## BEGIN
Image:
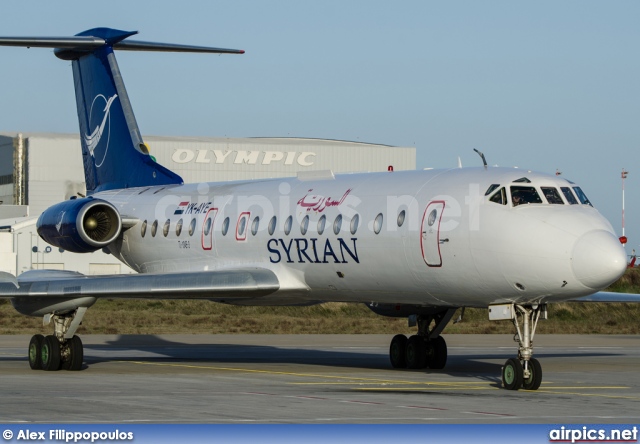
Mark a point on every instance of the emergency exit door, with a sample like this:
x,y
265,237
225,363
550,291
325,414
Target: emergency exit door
x,y
430,233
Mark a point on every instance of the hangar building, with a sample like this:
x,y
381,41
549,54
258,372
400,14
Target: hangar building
x,y
39,170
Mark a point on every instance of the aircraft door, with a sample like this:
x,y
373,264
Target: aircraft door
## END
**STATED PROBLEM**
Format the data above as a JSON list of strings, with one string for each line and no blank lines. Leave out the pictures.

**THE ANSWER**
[
  "Image:",
  "Mark a point on every instance of the emergency exit door, with a sample like this:",
  "x,y",
  "265,237",
  "225,363",
  "550,291",
  "325,414",
  "Target: emergency exit door",
  "x,y",
  "430,233",
  "Mark a point on every instance of the hangar building, with a sample like this:",
  "x,y",
  "381,41",
  "549,54",
  "258,372",
  "400,14",
  "Target: hangar building",
  "x,y",
  "39,170",
  "Mark a point on every instance of the aircraft door, with a sample like this:",
  "x,y",
  "373,264",
  "Target: aircraft door"
]